**Ejercicio breve 1**
Reproduce, sin cambiar nada, la parte del texto sobre la frustración de los educadores que va desde "La escuela es" hasta "el statu quo.".

La frustración de ser educador

José Solano Solano

21 de Setiembre de 2014

Este es un tema recurrente entre el gremio de educadores, desde aquellos comprometidos con la causa de la emancipación y la transformación social, hasta aquellos a los que las circunstancias no les permitió acceder a la carrera soñada. ¿Es que acaso la educación no permite crear una sociedad mejor? La experiencia pareciera reconocer que no es así. ¿Qué ocurre entonces? ¿Será que los estructuralistas tenían razón sobre la función reproductora de la escuela? No tan cierto aunque es un elemento importante de analizar. Un breve recorrido por los sentimientos que abruman a un porcentaje creciente de educadores podría llevarnos a develar lo que se esconde en la frustración de muchos profesionales hoy en día.

 

La escuela es un espacio de contradicciones. Es, por un lado, un perpetuador de los valores de la moralidad capitalista, pero también un foco de resistencia desarticulada por los actores sociales de la educación. Ambas realidades se manifiestan cotidianamente en todos los rituales del proceso de enseñanza y aprendizaje de la moral sistémica del Estado. La resistencia manifiesta explícita e implícitamente es la que permite entender un poco más sobre la frustración de los educadores inmersos en el statu quo.

**Datos sin procesar**
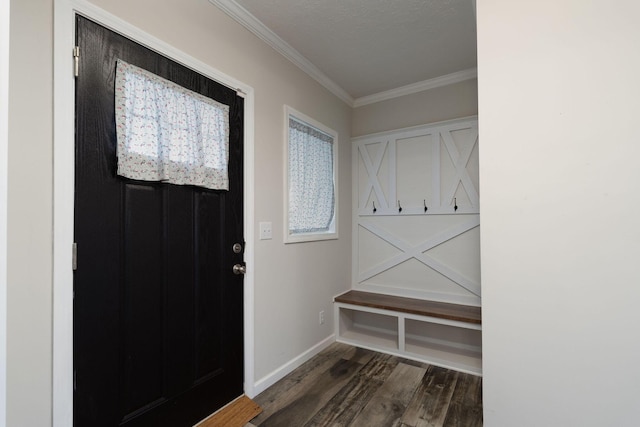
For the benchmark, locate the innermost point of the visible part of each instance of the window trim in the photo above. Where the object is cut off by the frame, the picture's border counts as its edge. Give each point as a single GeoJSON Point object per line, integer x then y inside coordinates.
{"type": "Point", "coordinates": [332, 234]}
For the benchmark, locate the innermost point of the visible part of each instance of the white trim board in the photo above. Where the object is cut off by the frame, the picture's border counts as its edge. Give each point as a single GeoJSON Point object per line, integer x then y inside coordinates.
{"type": "Point", "coordinates": [4, 163]}
{"type": "Point", "coordinates": [63, 200]}
{"type": "Point", "coordinates": [276, 375]}
{"type": "Point", "coordinates": [410, 89]}
{"type": "Point", "coordinates": [253, 24]}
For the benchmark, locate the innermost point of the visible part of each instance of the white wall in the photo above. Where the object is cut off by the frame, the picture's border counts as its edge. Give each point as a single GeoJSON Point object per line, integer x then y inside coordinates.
{"type": "Point", "coordinates": [29, 260]}
{"type": "Point", "coordinates": [292, 282]}
{"type": "Point", "coordinates": [559, 98]}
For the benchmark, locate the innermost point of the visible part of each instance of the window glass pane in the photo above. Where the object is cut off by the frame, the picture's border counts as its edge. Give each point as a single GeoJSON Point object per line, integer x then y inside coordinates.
{"type": "Point", "coordinates": [168, 133]}
{"type": "Point", "coordinates": [311, 179]}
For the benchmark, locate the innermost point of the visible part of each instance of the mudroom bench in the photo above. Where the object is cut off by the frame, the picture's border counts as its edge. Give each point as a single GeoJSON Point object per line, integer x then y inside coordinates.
{"type": "Point", "coordinates": [442, 334]}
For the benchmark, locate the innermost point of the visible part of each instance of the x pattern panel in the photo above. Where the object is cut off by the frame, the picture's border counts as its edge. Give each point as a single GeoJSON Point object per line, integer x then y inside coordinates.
{"type": "Point", "coordinates": [387, 146]}
{"type": "Point", "coordinates": [371, 171]}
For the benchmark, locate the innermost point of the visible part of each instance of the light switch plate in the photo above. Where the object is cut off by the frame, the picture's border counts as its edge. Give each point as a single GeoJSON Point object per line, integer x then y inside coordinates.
{"type": "Point", "coordinates": [265, 231]}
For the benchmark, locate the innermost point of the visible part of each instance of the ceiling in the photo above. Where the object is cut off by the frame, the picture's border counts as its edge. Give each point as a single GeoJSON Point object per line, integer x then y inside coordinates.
{"type": "Point", "coordinates": [364, 49]}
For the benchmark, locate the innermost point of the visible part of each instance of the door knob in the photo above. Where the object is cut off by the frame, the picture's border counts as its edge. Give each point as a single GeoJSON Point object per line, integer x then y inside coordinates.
{"type": "Point", "coordinates": [239, 269]}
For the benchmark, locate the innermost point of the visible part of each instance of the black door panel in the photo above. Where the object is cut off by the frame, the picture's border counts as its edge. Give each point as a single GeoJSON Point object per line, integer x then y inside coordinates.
{"type": "Point", "coordinates": [157, 309]}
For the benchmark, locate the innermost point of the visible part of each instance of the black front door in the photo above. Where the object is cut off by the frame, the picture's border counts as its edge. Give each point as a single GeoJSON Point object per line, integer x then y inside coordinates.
{"type": "Point", "coordinates": [157, 307]}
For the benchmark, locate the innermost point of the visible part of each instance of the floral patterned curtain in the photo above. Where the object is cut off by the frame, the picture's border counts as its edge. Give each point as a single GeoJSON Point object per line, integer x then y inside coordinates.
{"type": "Point", "coordinates": [311, 183]}
{"type": "Point", "coordinates": [168, 133]}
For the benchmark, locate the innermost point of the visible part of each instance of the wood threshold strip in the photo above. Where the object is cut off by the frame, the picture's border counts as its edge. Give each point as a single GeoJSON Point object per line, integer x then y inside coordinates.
{"type": "Point", "coordinates": [236, 414]}
{"type": "Point", "coordinates": [442, 310]}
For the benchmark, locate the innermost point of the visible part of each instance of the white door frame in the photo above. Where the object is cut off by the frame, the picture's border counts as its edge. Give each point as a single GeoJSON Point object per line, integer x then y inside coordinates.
{"type": "Point", "coordinates": [4, 163]}
{"type": "Point", "coordinates": [63, 190]}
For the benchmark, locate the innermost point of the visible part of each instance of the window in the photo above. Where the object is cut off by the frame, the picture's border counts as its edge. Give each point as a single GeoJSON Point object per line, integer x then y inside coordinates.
{"type": "Point", "coordinates": [311, 195]}
{"type": "Point", "coordinates": [168, 133]}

**Ejercicio breve 2**
Copia de nuevo los registros desde la línea que contiene "the white door" hasta el final de los registros, cambiando "innermost point" por "central point" y dejando todo lo demás igual. Entrega solo esas líneas.

**Respuesta completa 1**
La escuela es un espacio de contradicciones. Es, por un lado, un perpetuador de los valores de la moralidad capitalista, pero también un foco de resistencia desarticulada por los actores sociales de la educación. Ambas realidades se manifiestan cotidianamente en todos los rituales del proceso de enseñanza y aprendizaje de la moral sistémica del Estado. La resistencia manifiesta explícita e implícitamente es la que permite entender un poco más sobre la frustración de los educadores inmersos en el statu quo.

**Respuesta completa 2**
For the benchmark, locate the central point of the visible part of each instance of the white door frame in the photo above. Where the object is cut off by the frame, the picture's border counts as its edge. Give each point as a single GeoJSON Point object per line, integer x then y inside coordinates.
{"type": "Point", "coordinates": [4, 163]}
{"type": "Point", "coordinates": [63, 190]}
For the benchmark, locate the central point of the visible part of each instance of the window in the photo above. Where the object is cut off by the frame, the picture's border counts as its edge. Give each point as a single GeoJSON Point object per line, integer x then y inside coordinates.
{"type": "Point", "coordinates": [311, 195]}
{"type": "Point", "coordinates": [168, 133]}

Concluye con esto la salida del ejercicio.